(Reading passage begins)

As I Like It, by William Lyon Phelps (12mo, 236 pages; Scribner: $2). In this volume of random opinions gathered up from Scribner's Magazine, we see Mr Phelps discuss very patiently whether or not This Freedom is a greater book than If Winter Comes; we learn of his delight in reading Christopher Morley; and we watch while, with simple impregnability, he informs us that he is both a Puritan and a Rotarian. One is always a bit disarmed by Mr Phelps, he writes with such tolerance and good nature, indeed he possesses any number of sterling qualities—even has them printed, as it were, on his business cards like a telephone number. In this volume Mr Phelps' opinions range anywhere from the bluntly wrong to the bluntly right, it doesn't much matter which.
Race and National Solidarity, by Charles Conant Josey (12mo, 227 pages; Scribner: $2.50) is an argument for the intensification of group consciousness on the part of the white race and for a policy of deliberate exploitation designed to insure its world dominance. This thesis is theoretically more rational than the ideal of internationalism inveighed against; but it is even less empirical. The author successfully deflates illusory ethical values sanctified by democracy. He is less sound in his reasoning about politics and economics, and does not take the possibly very active development of the subject-races into consideration. The book lacks the trenchant dryness that makes for clarity and force in an argument; too much of it is in the form of a pedagogical peroration.

(Reading passage ends)

Work order 1
Answer these questions from the book reviews:
(a) What publisher and price are listed for As I Like It?
(b) What two things does Mr Phelps inform readers that he is?
(c) According to the review of Race and National Solidarity, what does the author not take into consideration?
Work order 2
Write the next part of the book reviews, starting after their last sentence.
The records that come next are separate material, unrelated to the book reviews.

(Data supplied begins)

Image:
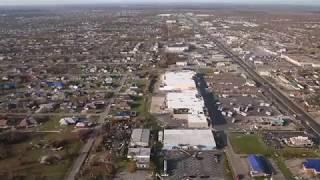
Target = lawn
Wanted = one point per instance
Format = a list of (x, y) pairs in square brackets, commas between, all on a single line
[(24, 157), (248, 144)]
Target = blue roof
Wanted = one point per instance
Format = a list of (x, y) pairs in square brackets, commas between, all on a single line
[(312, 164), (259, 164), (55, 84)]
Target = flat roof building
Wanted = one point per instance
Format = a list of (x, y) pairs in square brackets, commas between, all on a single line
[(200, 139), (140, 138), (141, 156), (183, 98), (312, 165)]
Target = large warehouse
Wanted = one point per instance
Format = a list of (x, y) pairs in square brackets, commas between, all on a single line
[(183, 98), (200, 139)]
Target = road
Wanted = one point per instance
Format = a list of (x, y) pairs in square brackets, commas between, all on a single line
[(306, 120), (76, 167)]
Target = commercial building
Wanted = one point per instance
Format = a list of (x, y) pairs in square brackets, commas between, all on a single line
[(299, 141), (312, 165), (259, 166), (183, 98), (177, 81), (140, 138), (302, 61), (188, 139), (141, 156)]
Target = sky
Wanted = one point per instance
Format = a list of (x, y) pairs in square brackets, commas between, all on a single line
[(61, 2)]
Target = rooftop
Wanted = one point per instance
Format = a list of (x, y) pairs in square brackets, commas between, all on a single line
[(202, 139)]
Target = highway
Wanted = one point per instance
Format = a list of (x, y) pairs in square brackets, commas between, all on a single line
[(307, 121)]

(Data supplied ends)

Exercise result 1
(a) Scribner, $2.
(b) A Puritan and a Rotarian.
(c) The possibly very active development of the subject-races.

Exercise result 2
Building the American Nation, by Nicholas Murray Butler (12mo, 374 pages; Scribner: $2.50). In this series of lectures, written to be delivered in England, Mr Butler sketches in strictly orthodox fashion an outline of American history from the beginnings of colonial federation up to the present. The author succeeds in implicating his facts very smoothly with the portraits and policies of leading American statesmen. On reading the pages on the revolution, we see how admirably fitted Mr Butler was for his diplomatic task of interpreting America to England, for he insists that all the faculties which the colonies possessed for revolution were in the direct line of English tradition. The somewhat difficult problem of Jefferson is handled with equal ingenuity. If the book adds nothing to American history, at any rate the review of the facts is clearly and earnestly performed.